▶ [WHAT TO WORK ON] Continue the essay below on software becoming an agent, picking up right after its last line, "If SaaS is dead, long live the new king."

▶ [TEXT FOR ANALYSIS]

Software as an Agent

By Darius MonsefApril 29, 2026

I've been building startups for two decades. The pace at which you can build in 2026 isn't like anything I've seen before. Garry Tan says some YC founders are hitting $10M ARR with teams under 10, and that for a quarter of the current batch, 95% of the code was written by AI. Andrej Karpathy said on No Priors in March he hadn't typed a line of code since December.

Speed is the ultimate weapon, and it's going to kill a bunch of SaaS startups.

Satya Nadella said "SaaS will collapse" in December 2024 on the BG2 podcast. By February 2026 a Jefferies trader coined "SaaSpocalypse" to describe hundreds of billions in software market cap getting wiped on the same thesis. Marc Benioff just shipped Salesforce Headless 360, which is literally the CRM exposed as APIs and MCP endpoints with no browser interface. His line: "The API is the UI."

The mechanic is straightforward. SaaS apps were built around a human navigating a UI. When agents do the work, the UI is overhead. You don't need a dashboard if your agent reads the data and reports back. You don't need a settings page if your agent hits the database directly. The whole infrastructure of "things to click through" was solving a problem that's gone.

Software as an Agent

If SaaS is dead, long live the new king.

▶ [EXTRACTED INFORMATION]
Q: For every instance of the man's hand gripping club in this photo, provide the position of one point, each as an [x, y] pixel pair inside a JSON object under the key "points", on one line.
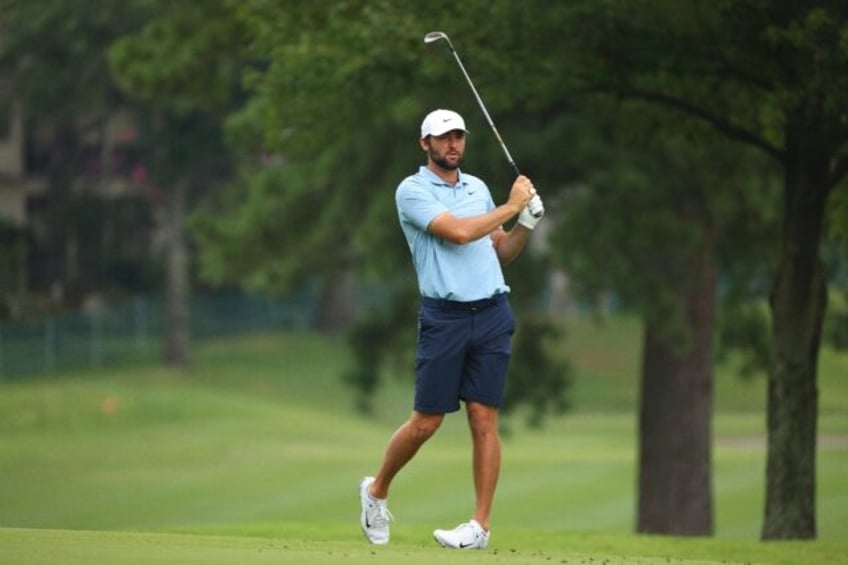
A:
{"points": [[532, 210]]}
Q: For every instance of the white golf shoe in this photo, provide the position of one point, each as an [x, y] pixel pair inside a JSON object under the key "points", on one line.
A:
{"points": [[374, 516], [469, 535]]}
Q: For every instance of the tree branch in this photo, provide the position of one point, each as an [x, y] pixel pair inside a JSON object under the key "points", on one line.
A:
{"points": [[726, 127]]}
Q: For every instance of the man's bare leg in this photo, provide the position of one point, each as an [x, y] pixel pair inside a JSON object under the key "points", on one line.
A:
{"points": [[483, 421], [403, 446]]}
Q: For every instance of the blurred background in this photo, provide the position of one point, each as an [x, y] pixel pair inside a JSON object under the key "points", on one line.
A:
{"points": [[201, 194]]}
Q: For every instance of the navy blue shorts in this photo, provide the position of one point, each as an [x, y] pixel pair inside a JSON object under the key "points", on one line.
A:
{"points": [[463, 353]]}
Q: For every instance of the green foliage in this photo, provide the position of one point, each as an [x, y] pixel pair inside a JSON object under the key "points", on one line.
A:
{"points": [[188, 54], [56, 53]]}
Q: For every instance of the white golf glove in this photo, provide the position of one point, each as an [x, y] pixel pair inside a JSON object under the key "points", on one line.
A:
{"points": [[532, 213]]}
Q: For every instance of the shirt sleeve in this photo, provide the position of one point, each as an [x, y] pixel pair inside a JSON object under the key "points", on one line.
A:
{"points": [[417, 204]]}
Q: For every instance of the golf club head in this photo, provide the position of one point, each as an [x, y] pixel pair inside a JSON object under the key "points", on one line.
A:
{"points": [[436, 36]]}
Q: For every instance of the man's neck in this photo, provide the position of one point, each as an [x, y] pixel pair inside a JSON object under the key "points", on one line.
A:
{"points": [[450, 176]]}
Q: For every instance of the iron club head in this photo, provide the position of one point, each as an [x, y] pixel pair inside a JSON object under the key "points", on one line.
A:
{"points": [[435, 36]]}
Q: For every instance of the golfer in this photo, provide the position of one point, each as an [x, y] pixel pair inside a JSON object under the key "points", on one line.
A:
{"points": [[465, 324]]}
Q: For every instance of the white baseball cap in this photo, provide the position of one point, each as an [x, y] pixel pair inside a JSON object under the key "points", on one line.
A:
{"points": [[439, 122]]}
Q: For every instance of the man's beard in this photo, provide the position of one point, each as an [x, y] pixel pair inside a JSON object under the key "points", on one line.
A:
{"points": [[443, 163]]}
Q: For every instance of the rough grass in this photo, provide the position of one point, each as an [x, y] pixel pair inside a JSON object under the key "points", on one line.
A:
{"points": [[256, 453]]}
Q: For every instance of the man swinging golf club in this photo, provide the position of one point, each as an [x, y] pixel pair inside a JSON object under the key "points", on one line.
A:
{"points": [[465, 325]]}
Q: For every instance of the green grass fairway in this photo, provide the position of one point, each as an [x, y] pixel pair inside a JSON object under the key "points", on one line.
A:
{"points": [[255, 455], [318, 545]]}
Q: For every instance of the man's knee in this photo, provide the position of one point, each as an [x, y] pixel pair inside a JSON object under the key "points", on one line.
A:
{"points": [[423, 426], [482, 419]]}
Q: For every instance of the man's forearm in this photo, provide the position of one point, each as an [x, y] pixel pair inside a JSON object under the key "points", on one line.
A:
{"points": [[465, 230], [509, 245]]}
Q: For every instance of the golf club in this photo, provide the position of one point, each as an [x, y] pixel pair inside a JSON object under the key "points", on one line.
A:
{"points": [[434, 36]]}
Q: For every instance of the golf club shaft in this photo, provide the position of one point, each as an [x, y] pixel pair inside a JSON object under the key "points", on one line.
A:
{"points": [[535, 207], [485, 112]]}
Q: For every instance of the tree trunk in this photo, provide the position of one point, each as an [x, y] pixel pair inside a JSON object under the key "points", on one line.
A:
{"points": [[337, 303], [675, 423], [798, 303], [177, 331]]}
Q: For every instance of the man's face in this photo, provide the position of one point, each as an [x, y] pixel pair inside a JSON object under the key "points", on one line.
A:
{"points": [[446, 150]]}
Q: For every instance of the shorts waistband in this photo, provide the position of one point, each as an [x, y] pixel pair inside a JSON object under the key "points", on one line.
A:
{"points": [[472, 306]]}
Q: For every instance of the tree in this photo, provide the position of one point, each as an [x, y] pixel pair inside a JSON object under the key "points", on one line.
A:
{"points": [[182, 76], [54, 55], [773, 75]]}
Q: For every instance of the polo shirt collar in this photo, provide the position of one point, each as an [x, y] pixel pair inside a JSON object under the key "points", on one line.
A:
{"points": [[433, 178]]}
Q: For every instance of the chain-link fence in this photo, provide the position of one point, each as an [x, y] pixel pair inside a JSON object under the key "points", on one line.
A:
{"points": [[134, 331]]}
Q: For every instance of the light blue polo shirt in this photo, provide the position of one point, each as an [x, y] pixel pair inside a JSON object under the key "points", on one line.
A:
{"points": [[446, 270]]}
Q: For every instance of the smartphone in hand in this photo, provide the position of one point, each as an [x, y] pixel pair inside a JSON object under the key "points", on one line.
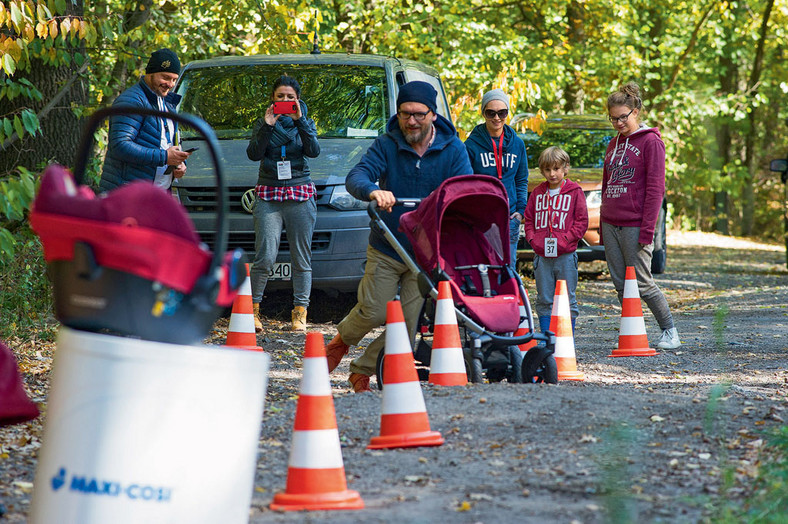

▶ [RESPONSE BELOW]
SaaS sold you software you log into. SaaA gives your agent software it operates on your behalf. There's no admin UI. No settings page. No dashboard. You're already in Claude/Cursor/Codex with access to your code and your data. That's the interface.

SaaA enables your business to run on agents from your console or editor.

You can see this everywhere

Karpathy isn't typing code. Tan built gstack: 23 opinionated tools that turn Claude Code into a virtual engineering team with a CEO, a designer, an eng manager, a release manager. He's running it across 40+ repos. Cloudflare just shipped Agent Lee, an in-dashboard AI assistant they're explicitly positioning as the new way to use Cloudflare. The dashboard still exists for them, but the trajectory is clear: the chat is the front door, the GUI is the museum.

Founders I'm talking to who are building AI-native businesses run their internal "ops" through Claude/Cursor/Codex with direct database access. No admin panel. No settings UI. The CEO asks the agent for the metric, gets a custom query, moves on with their day.

The companies slow to see this are still designing dashboards.

SaaS-for-builders is the most fucked category in software

SaaA isn't a startup category. SaaA is what founders build for themselves on the way to building startups. None of these tools are businesses. They're the new floor of personal infrastructure that used to require a SaaS subscription.

Which means the consequence of SaaA isn't "new SaaA companies replace SaaS companies." The consequence is sharper.

Anyone whose business model depends on selling tools to people who can build is selling to a customer who can now ship the same tool in an afternoon. That's the gun firing out both barrels. AI agents make founders 10x faster (barrel one) AND make the things founders used to buy obsolete (barrel two).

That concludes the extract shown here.